Exercise
Reproduce all of the records below word for word, leaving out the pictures.
<<<<
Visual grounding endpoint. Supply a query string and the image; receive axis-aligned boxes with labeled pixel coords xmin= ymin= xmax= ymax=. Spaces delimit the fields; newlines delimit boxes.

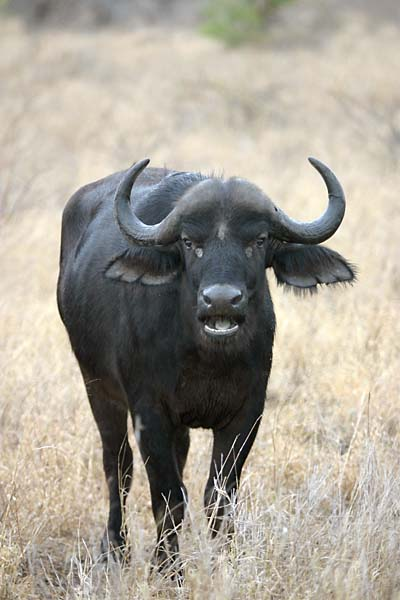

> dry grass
xmin=0 ymin=0 xmax=400 ymax=600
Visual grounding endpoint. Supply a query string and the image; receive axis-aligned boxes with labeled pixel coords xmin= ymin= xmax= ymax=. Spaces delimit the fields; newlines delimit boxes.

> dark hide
xmin=58 ymin=163 xmax=354 ymax=563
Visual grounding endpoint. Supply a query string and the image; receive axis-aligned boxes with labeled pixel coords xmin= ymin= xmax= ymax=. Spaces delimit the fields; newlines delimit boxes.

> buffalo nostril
xmin=203 ymin=292 xmax=212 ymax=306
xmin=231 ymin=290 xmax=243 ymax=306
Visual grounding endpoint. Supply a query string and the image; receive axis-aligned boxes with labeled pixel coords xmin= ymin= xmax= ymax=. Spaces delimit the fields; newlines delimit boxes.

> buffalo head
xmin=111 ymin=158 xmax=354 ymax=348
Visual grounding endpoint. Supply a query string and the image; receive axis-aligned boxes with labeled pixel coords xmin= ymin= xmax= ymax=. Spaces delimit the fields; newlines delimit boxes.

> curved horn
xmin=114 ymin=158 xmax=182 ymax=246
xmin=272 ymin=158 xmax=346 ymax=244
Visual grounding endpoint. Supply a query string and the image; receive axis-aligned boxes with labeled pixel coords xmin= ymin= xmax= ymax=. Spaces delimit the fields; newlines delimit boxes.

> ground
xmin=0 ymin=0 xmax=400 ymax=600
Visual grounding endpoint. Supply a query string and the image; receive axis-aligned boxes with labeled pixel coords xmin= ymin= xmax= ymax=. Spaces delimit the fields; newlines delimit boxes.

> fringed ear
xmin=271 ymin=244 xmax=356 ymax=292
xmin=104 ymin=247 xmax=180 ymax=285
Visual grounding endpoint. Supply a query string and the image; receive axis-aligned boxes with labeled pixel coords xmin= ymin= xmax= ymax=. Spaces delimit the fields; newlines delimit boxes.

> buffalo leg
xmin=135 ymin=405 xmax=188 ymax=574
xmin=86 ymin=379 xmax=133 ymax=558
xmin=174 ymin=426 xmax=190 ymax=478
xmin=204 ymin=409 xmax=262 ymax=536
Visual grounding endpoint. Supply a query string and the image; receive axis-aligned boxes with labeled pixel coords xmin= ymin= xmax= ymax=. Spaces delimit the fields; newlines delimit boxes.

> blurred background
xmin=0 ymin=0 xmax=400 ymax=600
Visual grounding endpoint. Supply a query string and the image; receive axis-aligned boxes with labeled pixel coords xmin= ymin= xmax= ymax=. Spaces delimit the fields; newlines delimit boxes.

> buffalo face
xmin=111 ymin=159 xmax=354 ymax=350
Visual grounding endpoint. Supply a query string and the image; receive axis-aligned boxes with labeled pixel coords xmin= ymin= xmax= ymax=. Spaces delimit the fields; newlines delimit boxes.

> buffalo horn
xmin=270 ymin=158 xmax=346 ymax=244
xmin=114 ymin=158 xmax=183 ymax=246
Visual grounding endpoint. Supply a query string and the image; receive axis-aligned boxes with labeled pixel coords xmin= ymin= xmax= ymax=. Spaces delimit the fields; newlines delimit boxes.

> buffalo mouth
xmin=203 ymin=316 xmax=240 ymax=338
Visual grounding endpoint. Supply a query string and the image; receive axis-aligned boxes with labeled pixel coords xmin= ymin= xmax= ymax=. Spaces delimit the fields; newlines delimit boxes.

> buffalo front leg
xmin=86 ymin=380 xmax=133 ymax=558
xmin=135 ymin=406 xmax=188 ymax=575
xmin=204 ymin=407 xmax=262 ymax=536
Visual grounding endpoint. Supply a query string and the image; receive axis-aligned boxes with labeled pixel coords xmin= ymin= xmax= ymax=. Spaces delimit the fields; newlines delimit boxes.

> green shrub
xmin=201 ymin=0 xmax=289 ymax=46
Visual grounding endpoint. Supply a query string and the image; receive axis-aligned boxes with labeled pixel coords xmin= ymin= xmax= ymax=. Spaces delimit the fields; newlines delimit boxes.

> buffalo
>>>>
Written response
Visual grounding endpoint. Supply a query string and the image; receive axis-aligned boxes with labeled pixel coords xmin= ymin= xmax= ymax=. Spaces delimit the fields; newlines delimit boxes.


> dry grass
xmin=0 ymin=0 xmax=400 ymax=600
Visual grounding endpoint. Supply a query string and the image; receive axis-aligned boxes with labeled pixel coords xmin= ymin= xmax= ymax=. Spaces delimit the fields; newlines delimit boxes.

> dark hide
xmin=58 ymin=163 xmax=354 ymax=563
Visual grounding endpoint. Supply a query string and the image; receive axis-aligned boxes with labeled pixel coords xmin= ymin= xmax= ymax=. Spaces delimit the fields; newlines delimit boxes.

> buffalo nostril
xmin=203 ymin=292 xmax=212 ymax=306
xmin=231 ymin=290 xmax=243 ymax=306
Visual grounding endpoint. Supply a query string and the image; receive axis-aligned boxes with labeled pixel coords xmin= ymin= xmax= ymax=. Spaces delimit the fields; newlines delimit boxes.

> buffalo head
xmin=111 ymin=158 xmax=354 ymax=348
Visual grounding endpoint. Supply a query string and the image; receive axis-aligned boxes with labeled pixel coords xmin= ymin= xmax= ymax=. Spaces delimit the fields; newlines delimit boxes.

> curved horn
xmin=114 ymin=158 xmax=182 ymax=246
xmin=272 ymin=158 xmax=346 ymax=244
Visual grounding endpoint. Supply a query string and the image; receive axis-aligned boxes with labeled pixel coords xmin= ymin= xmax= ymax=. Spaces delimit the fields; newlines delimit boxes.

> ground
xmin=0 ymin=0 xmax=400 ymax=600
Visual grounding endpoint. Supply a query string and the image; receive axis-aligned boxes with labeled pixel coords xmin= ymin= xmax= ymax=. Spaces delimit the fields; newlines delimit boxes.

> fringed ear
xmin=271 ymin=244 xmax=356 ymax=292
xmin=104 ymin=247 xmax=180 ymax=285
Visual grounding endpoint. Supply a query string and the image; receive axis-aligned boxes with labeled pixel coords xmin= ymin= xmax= ymax=. Spaces delimit the fields; newlines delimit boxes.

> buffalo leg
xmin=135 ymin=405 xmax=188 ymax=574
xmin=86 ymin=379 xmax=133 ymax=558
xmin=174 ymin=426 xmax=190 ymax=478
xmin=204 ymin=409 xmax=262 ymax=536
Visual grounding endpoint. Supply a query string and the image; receive axis-aligned boxes with labeled pixel coords xmin= ymin= xmax= ymax=. Spaces delimit the fields; newlines delimit boxes.

> blurred background
xmin=0 ymin=0 xmax=400 ymax=600
Visual grounding endpoint. Supply a query string and the image; receive axis-aligned boxes with labeled pixel coords xmin= ymin= xmax= ymax=. Spaces delimit the fields; newlines delimit boxes.

> buffalo face
xmin=111 ymin=159 xmax=354 ymax=350
Visual grounding endpoint. Supply a query string and the image; receive axis-aligned boxes with labeled pixel coords xmin= ymin= xmax= ymax=. Spaces delimit the fields; newlines delimit boxes.

> buffalo horn
xmin=270 ymin=158 xmax=346 ymax=244
xmin=114 ymin=158 xmax=183 ymax=246
Visual grounding endpoint. Supply a query string and the image; receive axis-aligned boxes with labeled pixel coords xmin= ymin= xmax= ymax=. Spaces delimit the fields; newlines delimit boxes.

> buffalo mouth
xmin=203 ymin=316 xmax=240 ymax=338
Visual grounding endpoint. Supply a query string and the image; receive axis-aligned boxes with labeled pixel coords xmin= ymin= xmax= ymax=. Spaces delimit the fields; newlines delimit boxes.

> buffalo front leg
xmin=86 ymin=380 xmax=133 ymax=558
xmin=135 ymin=406 xmax=188 ymax=575
xmin=204 ymin=407 xmax=262 ymax=536
Visual grounding endpoint. Supply a query string and the image; receive axis-aligned boxes with labeled pixel coords xmin= ymin= xmax= ymax=. Spaces delimit the fields; newlines delimit boxes.

> green shrub
xmin=201 ymin=0 xmax=289 ymax=46
Visual grounding endpoint. Supply a query string and the image; receive axis-aligned boxes with labeled pixel coords xmin= ymin= xmax= ymax=. Spaces delimit the fields; newlines delimit boxes.

> buffalo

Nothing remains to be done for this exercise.